* _PROBLEMS TO WORK ON_:
[1] From the text on attempts to connect, write out the passage from "When we first" up to and including "attempts to connect.".
[2] Answer these questions using the text on attempts to connect:
(a) Which institute's research on relationships does the text mention?
(b) What does the absence of attempts to connect usually mean?
(c) How often does each spouse make bids for connection when a couple first begins dating?

* _TEXT FOR ANALYSIS_:
------

Attempt To Connect

We have been impressed with the incredible research that has come out of the Gottman Institute about relationships. We buy into one of his key theories: The health of the relationship can be determined by the small and larger interactions between spouses as one “bids” for the connection of the other and the other responds by either moving toward, away or against.

No Attempts To Connect

During the course of the relationship, there are many daily attempts to connect made by each spouse. The absence of attempts to connect usually means the relationship is in an unhealthy state.

  • No or low emotional connection – You do not feel like you know what is happening in the heart and mind of your spouse and believe that your spouse does not know what is happening in your heart or mind.
  • No or low passion – Your sex life is non-existent or limited to short, infrequent encounters where one of you is satisfied at the expense of the other.
  • Weakened Commitment – You are unsure about the future of your marriage and whether your marriage could weather a storm.
  • Affair prone – You or your spouse have frequent thoughts about looking outside of your marriage for emotional and physical connection.

When we first begin dating, each spouse makes frequent bids in every interaction for connection. Many times the challenges of living under the same roof, being financially responsible, divvying up chores, taking care of newborns, and handling the day-to-day take precedence over our relationship. Over time, we make fewer intentional attempts to connect.

‘…clothe yourselves with a holy way of life: compassion, kindness, humility, gentleness, and patience. Put up with one another. Forgive. Pardon any offenses against one another, as the Lord has pardoned you, because you should act in kind. But above all these, put on love! Love is the perfect tie to bind these together.’ Colassions 3:12b-14 (Voice)

Small and Frequent Attempts to Connect

  • Attempt for Attention – “I nailed the sale/presentation today at work.”

------

* _SOURCE DATA_:

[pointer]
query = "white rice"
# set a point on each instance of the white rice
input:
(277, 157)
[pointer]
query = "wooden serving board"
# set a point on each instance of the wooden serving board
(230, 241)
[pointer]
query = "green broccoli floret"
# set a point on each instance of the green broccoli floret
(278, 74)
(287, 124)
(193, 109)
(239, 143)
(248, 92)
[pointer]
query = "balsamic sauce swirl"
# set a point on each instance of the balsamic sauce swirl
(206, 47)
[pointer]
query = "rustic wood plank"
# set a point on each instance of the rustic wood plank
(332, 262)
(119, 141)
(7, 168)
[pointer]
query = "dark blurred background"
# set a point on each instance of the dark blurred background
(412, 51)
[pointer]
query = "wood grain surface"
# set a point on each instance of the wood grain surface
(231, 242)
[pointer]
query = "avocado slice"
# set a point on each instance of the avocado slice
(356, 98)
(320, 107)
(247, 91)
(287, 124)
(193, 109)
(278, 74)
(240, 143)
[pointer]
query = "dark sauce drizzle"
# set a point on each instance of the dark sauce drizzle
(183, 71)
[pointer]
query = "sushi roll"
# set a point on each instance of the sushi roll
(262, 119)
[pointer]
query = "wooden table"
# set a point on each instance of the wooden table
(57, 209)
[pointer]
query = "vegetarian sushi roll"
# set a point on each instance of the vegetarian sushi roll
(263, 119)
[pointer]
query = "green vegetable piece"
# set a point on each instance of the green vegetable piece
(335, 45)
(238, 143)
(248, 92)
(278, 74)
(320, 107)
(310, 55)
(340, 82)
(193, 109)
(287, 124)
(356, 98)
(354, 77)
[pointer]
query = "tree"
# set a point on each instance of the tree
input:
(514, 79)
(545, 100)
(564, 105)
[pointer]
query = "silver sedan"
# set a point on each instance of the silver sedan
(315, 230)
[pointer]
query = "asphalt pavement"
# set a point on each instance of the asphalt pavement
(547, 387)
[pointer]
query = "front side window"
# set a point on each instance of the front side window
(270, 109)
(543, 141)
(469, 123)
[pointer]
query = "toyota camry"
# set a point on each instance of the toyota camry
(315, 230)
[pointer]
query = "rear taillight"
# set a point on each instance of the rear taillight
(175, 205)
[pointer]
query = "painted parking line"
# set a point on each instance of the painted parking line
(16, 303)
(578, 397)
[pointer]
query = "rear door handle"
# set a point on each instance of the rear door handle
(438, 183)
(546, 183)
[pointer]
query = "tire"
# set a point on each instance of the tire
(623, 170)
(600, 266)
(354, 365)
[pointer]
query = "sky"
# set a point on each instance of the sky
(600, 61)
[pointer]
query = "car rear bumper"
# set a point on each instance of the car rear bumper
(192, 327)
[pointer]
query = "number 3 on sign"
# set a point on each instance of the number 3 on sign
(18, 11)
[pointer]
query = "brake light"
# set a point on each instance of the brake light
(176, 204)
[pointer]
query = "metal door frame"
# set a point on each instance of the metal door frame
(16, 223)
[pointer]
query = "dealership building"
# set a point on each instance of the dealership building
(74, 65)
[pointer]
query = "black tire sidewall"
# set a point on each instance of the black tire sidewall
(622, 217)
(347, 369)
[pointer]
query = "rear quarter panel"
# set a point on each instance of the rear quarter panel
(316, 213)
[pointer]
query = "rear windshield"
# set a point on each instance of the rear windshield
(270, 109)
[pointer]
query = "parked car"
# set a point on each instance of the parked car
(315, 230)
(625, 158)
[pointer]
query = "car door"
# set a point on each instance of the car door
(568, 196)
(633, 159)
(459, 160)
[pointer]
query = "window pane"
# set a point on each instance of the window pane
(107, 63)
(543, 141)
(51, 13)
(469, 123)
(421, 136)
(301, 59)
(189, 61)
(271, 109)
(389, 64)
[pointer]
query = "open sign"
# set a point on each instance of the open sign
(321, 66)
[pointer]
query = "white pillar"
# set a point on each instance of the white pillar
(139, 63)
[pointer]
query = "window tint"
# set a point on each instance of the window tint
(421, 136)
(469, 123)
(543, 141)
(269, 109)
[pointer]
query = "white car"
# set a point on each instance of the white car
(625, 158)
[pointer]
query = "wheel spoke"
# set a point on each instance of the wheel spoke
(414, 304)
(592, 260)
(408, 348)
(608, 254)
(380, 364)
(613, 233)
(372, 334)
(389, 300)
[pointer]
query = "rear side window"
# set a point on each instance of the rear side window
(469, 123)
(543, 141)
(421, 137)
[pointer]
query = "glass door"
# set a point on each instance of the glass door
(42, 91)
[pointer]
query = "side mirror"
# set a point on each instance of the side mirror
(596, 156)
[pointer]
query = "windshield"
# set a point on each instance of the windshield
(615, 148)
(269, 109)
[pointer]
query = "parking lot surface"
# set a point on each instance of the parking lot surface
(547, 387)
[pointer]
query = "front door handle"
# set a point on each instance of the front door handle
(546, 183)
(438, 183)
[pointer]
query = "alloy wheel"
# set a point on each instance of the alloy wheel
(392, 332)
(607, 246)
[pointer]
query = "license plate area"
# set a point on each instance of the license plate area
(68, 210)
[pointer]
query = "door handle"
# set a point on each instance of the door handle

------

* _YOUR RESPONSES_:
[1]
When we first begin dating, each spouse makes frequent bids in every interaction for connection. Many times the challenges of living under the same roof, being financially responsible, divvying up chores, taking care of newborns, and handling the day-to-day take precedence over our relationship. Over time, we make fewer intentional attempts to connect.

[2]
(a) The Gottman Institute.
(b) It usually means the relationship is in an unhealthy state.
(c) Each spouse makes frequent bids in every interaction.